=== Document section ===
BEGIN

Lands Minister Silvio Schembri dismissed concerns over restaurants and cafes in Valletta encroaching on public land despite dozens of open enforcement cases, sanctioning, and planning permits.
Nationalist Party MP Darren Carabott asked Schembri in parliament whether there had been any legal breaches of permits issued by the authority for placing tables and chairs on public land.
Schembri directed Carabott to file a report with the Lands Authority enforcement section if he knew of any breaches.
The encroachment of public property by tables and chairs from catering establishments is well known and documented throughout Malta, particularly in touristic areas and the capital of Valletta.
The Shift analysed publicly available planning applications containing the term “chair” in Planning Authority data. It revealed that over the past ten years, more than 160 applications were submitted in Valletta, with 26 submitted in 2022 alone.
The term was chosen for its prevalence in encroachment applications, often included in requests to permit or sanction “the placing of outdoor tables and chairs.”
The analysis also found that numerous other establishments have pending enforcement cases while many more simply place their tables and chairs in public areas without the correct documentation or completely illegally.
Planning Authority servers list only four pending enforcement cases for the search term in the past ten years.
The practice is additionally permitted by Schembri’s Lands Authority, which issues a ‘tables and chairs permit’ following an encroachment concession submission.
The Lands concession requires only basic plans and photos to be submitted, with no system for their enforcement or demarcation.

END

=== Data excerpts ===

BEGIN

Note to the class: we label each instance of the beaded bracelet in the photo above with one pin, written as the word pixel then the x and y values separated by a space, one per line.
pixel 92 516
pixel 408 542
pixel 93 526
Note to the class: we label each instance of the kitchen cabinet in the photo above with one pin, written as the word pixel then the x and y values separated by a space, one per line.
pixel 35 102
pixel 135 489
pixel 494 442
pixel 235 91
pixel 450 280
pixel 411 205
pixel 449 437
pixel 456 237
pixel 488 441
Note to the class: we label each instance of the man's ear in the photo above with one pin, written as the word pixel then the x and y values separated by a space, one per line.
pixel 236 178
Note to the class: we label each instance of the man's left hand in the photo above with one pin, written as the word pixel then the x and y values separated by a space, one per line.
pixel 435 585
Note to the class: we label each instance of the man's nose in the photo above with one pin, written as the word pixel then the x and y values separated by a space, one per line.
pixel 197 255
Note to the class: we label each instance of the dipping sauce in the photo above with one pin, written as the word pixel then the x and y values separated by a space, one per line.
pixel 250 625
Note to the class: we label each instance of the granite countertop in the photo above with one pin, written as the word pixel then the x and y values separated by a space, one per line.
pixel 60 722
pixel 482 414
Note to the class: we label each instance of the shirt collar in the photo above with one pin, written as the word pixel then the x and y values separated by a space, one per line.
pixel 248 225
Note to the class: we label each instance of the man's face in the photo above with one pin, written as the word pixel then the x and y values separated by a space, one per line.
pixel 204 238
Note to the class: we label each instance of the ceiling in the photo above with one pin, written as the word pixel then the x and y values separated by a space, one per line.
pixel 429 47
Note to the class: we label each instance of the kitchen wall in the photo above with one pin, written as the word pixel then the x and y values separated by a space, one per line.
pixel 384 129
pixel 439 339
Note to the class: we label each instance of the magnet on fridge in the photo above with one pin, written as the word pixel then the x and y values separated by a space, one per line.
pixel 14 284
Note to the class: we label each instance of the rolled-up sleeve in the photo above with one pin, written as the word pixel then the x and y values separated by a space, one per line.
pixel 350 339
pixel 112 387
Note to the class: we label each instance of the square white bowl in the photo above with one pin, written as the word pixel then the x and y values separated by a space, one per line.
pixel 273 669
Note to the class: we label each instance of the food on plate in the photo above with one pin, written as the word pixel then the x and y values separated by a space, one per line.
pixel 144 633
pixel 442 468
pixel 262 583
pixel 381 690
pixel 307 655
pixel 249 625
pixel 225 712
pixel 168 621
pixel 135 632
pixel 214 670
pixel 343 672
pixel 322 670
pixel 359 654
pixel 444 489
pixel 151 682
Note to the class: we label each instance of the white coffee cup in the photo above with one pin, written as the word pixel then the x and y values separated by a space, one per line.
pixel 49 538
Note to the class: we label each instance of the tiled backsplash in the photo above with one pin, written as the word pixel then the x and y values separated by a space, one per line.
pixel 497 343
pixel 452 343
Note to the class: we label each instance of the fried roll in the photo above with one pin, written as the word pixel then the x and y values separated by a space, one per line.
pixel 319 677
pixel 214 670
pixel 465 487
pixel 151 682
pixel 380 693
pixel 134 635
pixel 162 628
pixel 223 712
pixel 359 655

END

=== Work request 1 ===
Answer these from the Valletta encroachment article:
(a) Which party is Darren Carabott an MP for?
(b) How many applications containing the term "chair" were submitted in Valletta in 2022?
(c) What does the Lands concession require to be submitted?
=== Work request 2 ===
Rewrite the Valletta encroachment article between "The encroachment of" and "capital of Valletta.", inclusive, putting "food outlets" in place of "catering establishments".
=== Work request 3 ===
Carry the Valletta encroachment article forward from its last sentence.

=== Output 1 ===
(a) The Nationalist Party.
(b) 26.
(c) Only basic plans and photos.

=== Output 2 ===
The encroachment of public property by tables and chairs from food outlets is well known and documented throughout Malta, particularly in touristic areas and the capital of Valletta.

=== Output 3 ===
The lack of publicly available information on such permits means an accurate number of establishments encumbering public land cannot be determined.
The Shift has reported how a separate government policy introduced during the COVID-19 pandemic allowing catering establishments to place tables and seating outside temporarily resulted in a mushrooming of the practice.
Despite the policy being retracted, the practice remains prevalent.
Public land encroachment is also prevalent in the Sliema, St. Julian’s and Paceville areas.
Responding to another parliamentary question last May, Schembri revealed how the Lands Authority had granted almost 60 encroachment concessions in the previous three years alone.
Additionally, dozens of enforcement cases remain active in localities.
The issue spurred the Ombudsman Commissioner for Environment and Planning, architect Alan A. Saliba, to issue a statement last March lamenting the lack of demarcation and enforcement from both the Planning Authority and Lands Authority.
Saliba had concluded that “the lack of cooperation, particularly from the Lands Authority, has made it difficult to find a way to enhance its administrative role, particularly on sensitive issues where commercial interests are prevalent.”